Les habitants de Tournai enterrant les morts de la Peste Noire en 1353.
Miniature de Pierart dou Tielt dans le Tractatus quartus bu Gilles li Muisit (Tournai, c. 1353) ms. 13076 - 13077 fol. 24v.

Cette époque est aussi celle de la fin de la féodalité. Au début du XIVe siècle les armées sont encore constituées de vassaux du Prince quoique payés pour être là (c'était le cas dés la fin du XIIe siècle) mais l'on voit se développer les bandes de mercenaires ainsi que le début d'une armée de métier, d'abord au sein des troupes anglaises puis dans le Royaume de France sous le règne de Charles V. À la fin de la période, le développement des "Grandes Bandes d'artillerie" sonna le glas des châteaux-forts à hautes murailles. Toutes ces innovations coûtant cher les États se réformèrent pour mieux collecter l'impôt et augmentèrent considérablement la charge fiscale sur leurs sujets.

Cette Europe est aussi celle des villes et du développement urbain lié au commerce. La bourgeoisie nait véritablement à l'époque et prend de plus en plus de place dans la gestion des villes. Dans la même idée le clergé n'a plus le monopole de l'instruction et l'érudition se diffuse également chez les nobles et chez les hauts bourgeois. En ville il devient fréquent de savoir lire et écrire ce qui amorce une différence entre ville et campagne qui ne cessa se s'accentuer jusqu'au début du XXe siècle. Tous les prémisses de la Renaissance sont déjà là et l'on a d'ailleurs coutume de dire qu'en Italie celle-ci commence dés la fin du XIVe siècle.

Banquet et tournois au début du XVe siècle illustrant le luxe de la noblesse de l'époque
Les Très riches heures du duc de Berry - Janvier (entre 1412 et 1416)

L'armement à la fin du Moyen-Âge

Je ferais ici une ébauche rapide de l'armement que l'on peut trouver à l'époque. Mais il faut tout d'abord parler d'une arme qui apparaît ou du moins se développe au XIVe siècle et qui a été appelée à avoir un grand succès dans les traités d'escrime des trois siècles suivant : l'épée longue. Ce terme est un traduction de l'allemand "Langschwert" qui ne désignait d'ailleurs pas l'arme mais les techniques du jeu long avec l'épée. Les contemporains l'appelaient simplement "épée" ou "épée à deux mains", éventuellement "épée bâtarde" ou "à une main et demi" (à vérifier si ces termes ne datent pas du XIXe siècle). Il s'agit d'une épée mesurant le plus souvent entre 1m20 et 1m40 pour un poids autour de 1,5 kg et destinée à être maniée principalement à deux mains. L'effet de levier dû à la longue poignée la permet d'être bien plus maniable et rapide que tout autre arme de l'époque. C'est une arme plutôt coûteuse et maniée par les chevaliers et sergents d'armes quand ils se battent à pied (ce qui est la norme pendant la majeure partie de l'époque). Elle est maniée en armure à la guerre et sans armure à la ville ou à la campagne.

● DONNÉES RECUEILLIES:
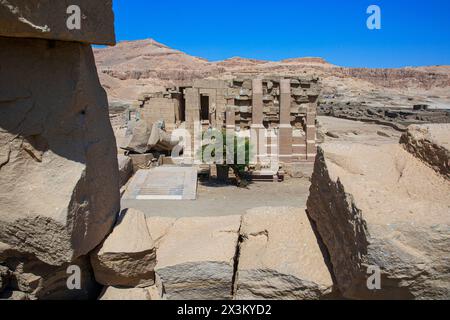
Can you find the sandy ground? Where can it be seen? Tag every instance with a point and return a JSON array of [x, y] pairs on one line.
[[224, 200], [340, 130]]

● OBJECTIF VISÉ: Donnez, s'il vous plaît, la suite du texte sur la fin du Moyen Âge à partir de l'endroit où il s'arrête. Le matériel fourni forme un ensemble à part, distinct du texte sur la fin du Moyen Âge.

● RÉPONSE DEMANDÉE:
Elle n'est cependant pas l'arme la plus utilisée de l'époque qui est l'épée dite "armante" ou "chevaleresque" qui est l'épée à une main classique héritée des siècles précédents. Elle est encore maniée conjointement avec un bouclier même si ceux-ci sont de plus en plus petits au fur et à mesure que les armures se développent. À la ville on la manie sans bouclier ni armure ou avec un minuscule bouclier rond à manipule, une ou un "bocle". Utilisant les mêmes techniques que cette arme on trouve le fauchon ou le coutelas, sa variante à un seul tranchant, souvent courbe avec un contre-tranchant. Dans les villes allemandes (le nom allemand est "Messer") a en plus un "clou" sur le côté du dos de la main, une sorte de protubérance qui protège celle-ci mais surtout permet des techniques spécifiques.
 
Épée "à une main et demie" de la seconde moitié du XIVe siècle conservée au Musée de Leeds
Longueur : 123 cm, longueur de la lame : 96 cm, poids : 1,7 kg
 
On trouve également des dagues, le plus souvent sans quillons qui servent d'armes secondaires à la guerre. Les dagues "à rouelle", "à couillettes" ou les baselards (d'origine suisse) sont principalement utilisés d'estoc même si quelques techniques où l'on taillade subsistent.

À la guerre l'on utilise également des masses d'armes (toujours un symbole de commandement) ainsi que des haches et des marteaux de guerre efficaces contre les armures. À pied l'arme la plus efficace du chevalier était peut-être la hache de pas (voir mon article là-dessus) et, pour les piétons les différentes armes d'hast : hallebardes, guisarmes, couteaux de brèche, langues-de-boeuf etc. Notons que la fin du XVe siècle voit apparaître les unités de piquiers suisses suivis des Flamands et des autres Allemands, néamoins dés les tout débuts du XIIIe siècle les Écossais de William Wallace et de Robert le Bruce utilisaient une formation dense de piquiers nommée "schiltron".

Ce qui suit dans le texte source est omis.